== EXERCISE TASK ==
Count the lines in the items below that contain the string "face", treating uppercase and lowercase as different. Reply with the number alone.
-------------------------
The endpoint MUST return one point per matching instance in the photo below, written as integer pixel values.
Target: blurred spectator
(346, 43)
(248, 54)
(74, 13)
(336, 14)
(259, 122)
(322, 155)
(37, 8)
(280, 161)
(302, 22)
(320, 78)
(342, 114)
-------------------------
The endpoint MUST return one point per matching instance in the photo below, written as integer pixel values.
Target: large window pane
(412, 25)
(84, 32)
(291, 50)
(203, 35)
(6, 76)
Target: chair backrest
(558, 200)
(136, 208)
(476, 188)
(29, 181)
-------------------------
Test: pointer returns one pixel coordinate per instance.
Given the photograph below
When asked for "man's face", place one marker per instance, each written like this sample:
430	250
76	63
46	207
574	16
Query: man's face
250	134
-------------------------
== ANSWER TO THIS EXERCISE ==
2